What needs to be done
Reproduce the passage of Linda Rendle's remarks between "Linda Rendle" and "they take, etc.", inclusive.

Document segment

========

Linda Rendle
Chair and Chief Executive Officer at Clorox
Sure. We're seeing pressure across all consumer groups, and we're seeing behaviors broadly outside of our categories changing for nearly everyone as they evaluate what's going on and as they think about what's happening in the future, whether that come down to the interest rate environment, etc., cost of housing, a cost of a basket of groceries when they go to the store. So we're seeing that behavior quite broadly, and we've called it value seeking. People are buying larger sizes, they're buying smaller sizes, and they're thinking about the trips they take, etc.
I would say, in particular, we always have our eyes focused on the lower income consumer as they are more pressured. And to date, we've stood very well with them. And we tend to do it during times, tough economic times for low income consumers because we deliver products at a great value that work really well and they can't afford to make a mistake in our categories. And so we've typically fared well. And we continue to see that we are doing well with low income consumers and we haven't seen a material trade to private label that isn't due to the cyber attack. And of course, we're watching that closely, as we get our distribution and our merchandising back. But we largely believe private labels growth is due to the fact that we weren't on the shelf.

========

Raw data

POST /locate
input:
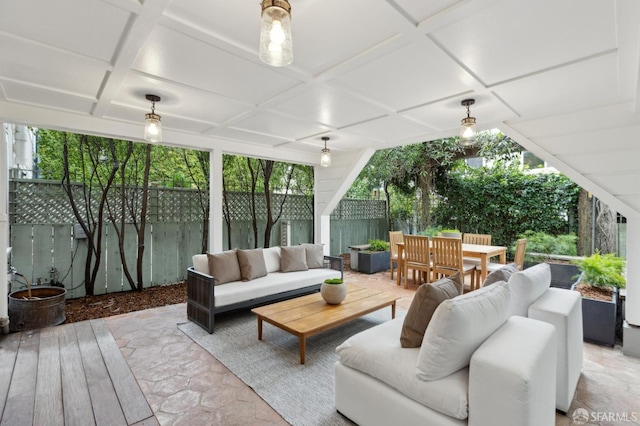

========

Result of this task
Linda Rendle
Chair and Chief Executive Officer at Clorox
Sure. We're seeing pressure across all consumer groups, and we're seeing behaviors broadly outside of our categories changing for nearly everyone as they evaluate what's going on and as they think about what's happening in the future, whether that come down to the interest rate environment, etc., cost of housing, a cost of a basket of groceries when they go to the store. So we're seeing that behavior quite broadly, and we've called it value seeking. People are buying larger sizes, they're buying smaller sizes, and they're thinking about the trips they take, etc.